* _TEKS SUMBER_

'''

Tahun lalu adalah penentuan nasib emansipasi bagi para perempuan di tanah Arab Saudi. Jawa Pos, 24 Juni 2018, mengabarkan bahwa setelah 61 tahun, akhirnya perempuan Arab boleh mengemudi. Pemerintah telah mencabut larangan perempuan mengemudi dan menjadikan hari pembebasan sebagai hari bersejarah bagi perempuan secara global.
Di saat bersamaan, UU anti pelecehan diketok demi memberi proteksi. Sebelum hari bersejarah ini, pada 6 November 2018, 47 perempuan (aktivis) di Arab sudah melakukan perlawanan dengan mengemudi di Jalan Riyadh. Efeknya, mereka ditahan sehari, paspor disita, dan sebagian aktivis kehilangan pekerjaan. Kampanye bertajuk Women2Drive yang semula melahirkan hukuman-hukuman di balik jeruji penjara, melenggangkan perempuan bergaya merdeka di balik setir.

'''

* _DATA TERCATAT_
'''

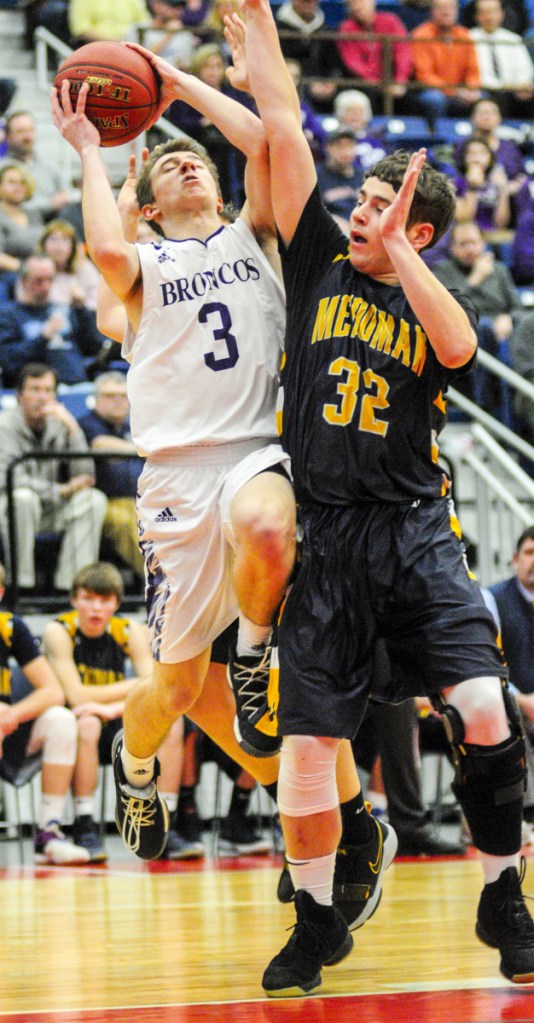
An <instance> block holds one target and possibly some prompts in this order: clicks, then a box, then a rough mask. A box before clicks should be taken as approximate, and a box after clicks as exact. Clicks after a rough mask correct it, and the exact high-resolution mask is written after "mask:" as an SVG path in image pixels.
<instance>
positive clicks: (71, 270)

'''

* _DAFTAR TUGAS_
- a) Sebutkan semua akibat yang dialami para aktivis menurut kalimat yang diawali kata "Efeknya" dalam teks tentang perempuan mengemudi di Arab Saudi.
- b) Cetak ulang bagian teks tentang perempuan mengemudi di Arab Saudi, mulai dari kata-kata yang memuat "Tahun lalu adalah" dan berhenti setelah "perempuan secara global.".
Daftar tersebut merupakan bahan tersendiri yang terpisah dari teks tentang perempuan mengemudi di Arab Saudi.

* _KUMPULAN JAWABAN_
- a) Mereka ditahan sehari, paspor mereka disita, dan sebagian aktivis kehilangan pekerjaan.

- b)
Tahun lalu adalah penentuan nasib emansipasi bagi para perempuan di tanah Arab Saudi. Jawa Pos, 24 Juni 2018, mengabarkan bahwa setelah 61 tahun, akhirnya perempuan Arab boleh mengemudi. Pemerintah telah mencabut larangan perempuan mengemudi dan menjadikan hari pembebasan sebagai hari bersejarah bagi perempuan secara global.